▶ [Task goal]: Reproduce the records verbatim, starting with their first line and ending with the line containing "[533,141,676,208]", inclusive.

▶ [Given information]:

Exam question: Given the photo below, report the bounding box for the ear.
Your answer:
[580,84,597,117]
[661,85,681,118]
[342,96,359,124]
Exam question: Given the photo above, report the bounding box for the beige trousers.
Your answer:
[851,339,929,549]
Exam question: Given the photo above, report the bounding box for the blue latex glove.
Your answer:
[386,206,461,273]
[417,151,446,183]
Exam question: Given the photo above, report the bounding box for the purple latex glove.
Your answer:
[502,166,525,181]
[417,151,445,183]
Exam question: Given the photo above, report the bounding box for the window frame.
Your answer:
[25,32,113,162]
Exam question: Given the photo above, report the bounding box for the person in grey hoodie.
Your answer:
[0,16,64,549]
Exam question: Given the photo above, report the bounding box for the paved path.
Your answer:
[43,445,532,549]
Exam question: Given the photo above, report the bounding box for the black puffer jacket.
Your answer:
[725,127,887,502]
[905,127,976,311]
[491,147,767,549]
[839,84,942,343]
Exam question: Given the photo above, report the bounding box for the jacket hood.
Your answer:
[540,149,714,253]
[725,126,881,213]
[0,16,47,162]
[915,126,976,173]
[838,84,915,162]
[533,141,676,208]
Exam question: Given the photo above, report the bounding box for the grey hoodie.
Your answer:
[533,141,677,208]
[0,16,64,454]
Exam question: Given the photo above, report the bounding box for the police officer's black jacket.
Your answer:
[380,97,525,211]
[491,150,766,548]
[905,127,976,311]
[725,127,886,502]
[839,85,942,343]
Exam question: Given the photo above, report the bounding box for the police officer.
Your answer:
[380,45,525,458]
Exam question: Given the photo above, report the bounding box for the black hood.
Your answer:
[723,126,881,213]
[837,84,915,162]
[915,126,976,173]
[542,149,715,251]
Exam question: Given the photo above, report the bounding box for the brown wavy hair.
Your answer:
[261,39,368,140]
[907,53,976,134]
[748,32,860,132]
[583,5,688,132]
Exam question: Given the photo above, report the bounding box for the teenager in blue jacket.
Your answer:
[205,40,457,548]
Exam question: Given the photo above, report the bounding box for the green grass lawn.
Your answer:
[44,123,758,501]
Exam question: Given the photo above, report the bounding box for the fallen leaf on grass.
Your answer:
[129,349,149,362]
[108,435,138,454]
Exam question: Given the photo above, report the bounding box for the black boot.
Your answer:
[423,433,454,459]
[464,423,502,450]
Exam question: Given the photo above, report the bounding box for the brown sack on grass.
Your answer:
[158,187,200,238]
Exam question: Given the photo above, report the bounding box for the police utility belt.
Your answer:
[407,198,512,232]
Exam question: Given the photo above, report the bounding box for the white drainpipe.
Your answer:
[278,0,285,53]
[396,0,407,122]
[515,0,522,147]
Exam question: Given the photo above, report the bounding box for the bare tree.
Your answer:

▶ [Problem solution]:
Exam question: Given the photo below, report the bounding box for the ear.
Your answer:
[580,84,597,117]
[661,85,681,118]
[342,96,359,124]
Exam question: Given the photo above, report the bounding box for the beige trousers.
Your answer:
[851,339,929,549]
Exam question: Given the photo above, report the bounding box for the blue latex glove.
Your answer:
[386,206,461,273]
[417,151,446,183]
Exam question: Given the photo above, report the bounding box for the purple latex glove.
Your answer:
[502,166,525,181]
[417,151,445,183]
Exam question: Given the photo above, report the bounding box for the window frame.
Your answer:
[25,32,113,162]
Exam question: Given the photo above, report the bounding box for the person in grey hoodie.
Your answer:
[0,16,64,549]
Exam question: Given the photo above, report the bounding box for the paved path.
Your answer:
[43,445,532,549]
Exam question: Given the photo above, report the bounding box for the black puffer jacket.
Your answer:
[725,127,887,502]
[905,127,976,311]
[491,147,767,549]
[839,84,942,343]
Exam question: Given the photo above, report the bounding box for the jacket hood.
Your answer:
[540,149,714,253]
[725,126,881,213]
[0,16,47,162]
[915,126,976,173]
[838,84,915,162]
[533,141,676,208]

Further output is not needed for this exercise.